■ Prompt:
Report how many lines of the data below contain the string "dodge". Case counts, so give only the number.

Excerpts from point annotation data
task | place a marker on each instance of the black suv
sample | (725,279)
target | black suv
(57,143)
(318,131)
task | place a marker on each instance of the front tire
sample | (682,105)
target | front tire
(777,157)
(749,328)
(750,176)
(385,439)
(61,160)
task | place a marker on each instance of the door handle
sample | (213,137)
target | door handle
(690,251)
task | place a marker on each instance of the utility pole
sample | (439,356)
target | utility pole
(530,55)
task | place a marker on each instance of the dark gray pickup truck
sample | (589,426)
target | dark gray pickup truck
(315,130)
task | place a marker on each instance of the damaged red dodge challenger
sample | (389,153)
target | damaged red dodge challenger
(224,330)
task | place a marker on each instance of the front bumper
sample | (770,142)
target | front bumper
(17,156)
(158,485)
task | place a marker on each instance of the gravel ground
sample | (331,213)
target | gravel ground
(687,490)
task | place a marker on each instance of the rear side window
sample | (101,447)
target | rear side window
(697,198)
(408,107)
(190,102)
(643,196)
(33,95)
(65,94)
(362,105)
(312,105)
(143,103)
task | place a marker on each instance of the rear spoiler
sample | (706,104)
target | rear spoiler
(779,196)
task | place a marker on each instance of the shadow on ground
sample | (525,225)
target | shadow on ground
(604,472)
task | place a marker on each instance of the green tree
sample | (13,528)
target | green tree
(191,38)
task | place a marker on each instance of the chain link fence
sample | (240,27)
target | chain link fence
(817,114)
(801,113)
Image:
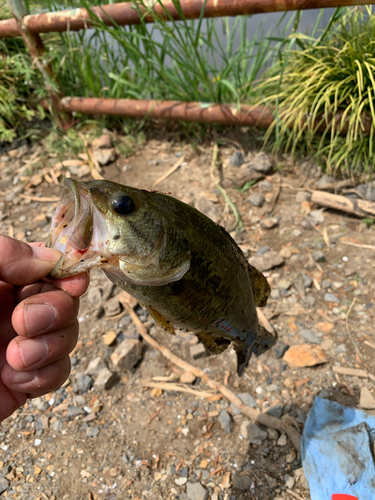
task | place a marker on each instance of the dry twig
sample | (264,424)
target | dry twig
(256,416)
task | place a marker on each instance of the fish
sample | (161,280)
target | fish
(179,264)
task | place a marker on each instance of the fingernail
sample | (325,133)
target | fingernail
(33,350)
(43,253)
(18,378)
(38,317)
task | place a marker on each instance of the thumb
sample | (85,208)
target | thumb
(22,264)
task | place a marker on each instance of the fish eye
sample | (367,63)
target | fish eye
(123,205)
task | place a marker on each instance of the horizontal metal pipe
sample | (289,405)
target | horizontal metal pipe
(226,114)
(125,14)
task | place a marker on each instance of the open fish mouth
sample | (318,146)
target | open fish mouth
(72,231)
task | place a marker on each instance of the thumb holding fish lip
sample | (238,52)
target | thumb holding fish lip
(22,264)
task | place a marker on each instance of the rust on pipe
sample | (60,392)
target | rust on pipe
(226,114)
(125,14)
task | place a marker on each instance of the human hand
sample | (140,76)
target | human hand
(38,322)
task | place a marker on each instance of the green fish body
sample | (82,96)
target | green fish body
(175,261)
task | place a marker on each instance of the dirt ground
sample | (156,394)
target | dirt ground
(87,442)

...

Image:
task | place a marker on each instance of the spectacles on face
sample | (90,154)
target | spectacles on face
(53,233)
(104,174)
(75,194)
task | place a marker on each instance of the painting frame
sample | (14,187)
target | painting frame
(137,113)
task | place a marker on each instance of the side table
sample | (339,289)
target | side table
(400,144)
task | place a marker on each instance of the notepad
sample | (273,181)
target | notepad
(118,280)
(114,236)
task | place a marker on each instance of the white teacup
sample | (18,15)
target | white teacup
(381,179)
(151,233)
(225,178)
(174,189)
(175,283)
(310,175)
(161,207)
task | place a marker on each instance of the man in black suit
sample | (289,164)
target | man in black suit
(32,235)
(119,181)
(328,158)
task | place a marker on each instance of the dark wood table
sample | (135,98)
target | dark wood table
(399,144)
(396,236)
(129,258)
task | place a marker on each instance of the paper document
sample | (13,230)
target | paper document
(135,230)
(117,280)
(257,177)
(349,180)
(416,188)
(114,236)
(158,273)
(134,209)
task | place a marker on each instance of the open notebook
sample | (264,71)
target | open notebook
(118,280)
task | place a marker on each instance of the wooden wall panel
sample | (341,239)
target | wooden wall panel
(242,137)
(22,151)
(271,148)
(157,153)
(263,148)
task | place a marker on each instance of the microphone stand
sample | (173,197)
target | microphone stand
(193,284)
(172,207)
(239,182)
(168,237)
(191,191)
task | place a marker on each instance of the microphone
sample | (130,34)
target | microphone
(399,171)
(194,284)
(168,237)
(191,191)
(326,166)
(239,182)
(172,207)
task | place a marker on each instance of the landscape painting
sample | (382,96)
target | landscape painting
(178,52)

■ Exercise answer:
2